Extract to read ::
--------------------

In the clustering setting we are given data $\{x_1, \ldots, x_N\}$ where $x_i \in \mathbb{R}^d$ without labels. We'd like to partition them into $K$ groups so that points in the same group are “similar” by some measure and points in different groups are “different”. If we measure similarity based on distance, then points within the same group will be close in $\mathbb{R}^d$ and points in different groups should be far apart.

K-means

K-means is a non-probabilistic clustering model which shares many characteristics with probability-based ones. The K-means algorithm starts with an implicit assumption of there being $K$ clusters in the input data, each of which is characterized by its centroid, denoted $\mu_1, \ldots, \mu_K$ where $\mu_i \in \mathbb{R}^d$. Each datapoint is then assigned to the cluster whose centroid it is closest to. The K-means algorithm learns the location of the centroids, and therefore performs the clustering.

--------------------

Entries shown ::
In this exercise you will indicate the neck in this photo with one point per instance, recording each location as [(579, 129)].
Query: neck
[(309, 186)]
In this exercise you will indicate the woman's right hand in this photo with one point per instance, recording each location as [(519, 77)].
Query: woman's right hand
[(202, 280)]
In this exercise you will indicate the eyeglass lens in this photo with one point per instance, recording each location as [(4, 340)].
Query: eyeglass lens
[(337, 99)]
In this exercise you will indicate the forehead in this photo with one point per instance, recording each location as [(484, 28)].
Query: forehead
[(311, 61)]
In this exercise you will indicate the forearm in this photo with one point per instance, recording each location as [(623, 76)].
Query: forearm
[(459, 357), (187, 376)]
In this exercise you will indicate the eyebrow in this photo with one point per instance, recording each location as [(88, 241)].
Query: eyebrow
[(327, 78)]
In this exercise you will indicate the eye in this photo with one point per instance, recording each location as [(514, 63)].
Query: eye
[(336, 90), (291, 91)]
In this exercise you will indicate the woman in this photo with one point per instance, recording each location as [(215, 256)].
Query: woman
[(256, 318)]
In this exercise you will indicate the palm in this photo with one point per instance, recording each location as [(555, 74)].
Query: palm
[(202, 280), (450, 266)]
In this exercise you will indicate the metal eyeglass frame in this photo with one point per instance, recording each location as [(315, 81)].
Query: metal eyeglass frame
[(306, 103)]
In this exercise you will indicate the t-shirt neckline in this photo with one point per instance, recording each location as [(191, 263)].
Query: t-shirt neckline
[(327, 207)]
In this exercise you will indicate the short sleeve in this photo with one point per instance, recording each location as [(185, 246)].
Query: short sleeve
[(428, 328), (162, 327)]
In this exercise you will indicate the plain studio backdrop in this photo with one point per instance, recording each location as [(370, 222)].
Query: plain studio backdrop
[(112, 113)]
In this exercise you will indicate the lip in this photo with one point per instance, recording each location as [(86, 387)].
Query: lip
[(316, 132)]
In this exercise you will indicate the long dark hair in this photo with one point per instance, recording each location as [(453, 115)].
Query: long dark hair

--------------------

Answer these questions using the clustering passage.
1. What do the data in the clustering setting come without?
2. What kind of clustering model is K-means said to be?
3. To which cluster is each datapoint assigned?

Worked answer ::
1. Labels.
2. A non-probabilistic clustering model.
3. The cluster whose centroid it is closest to.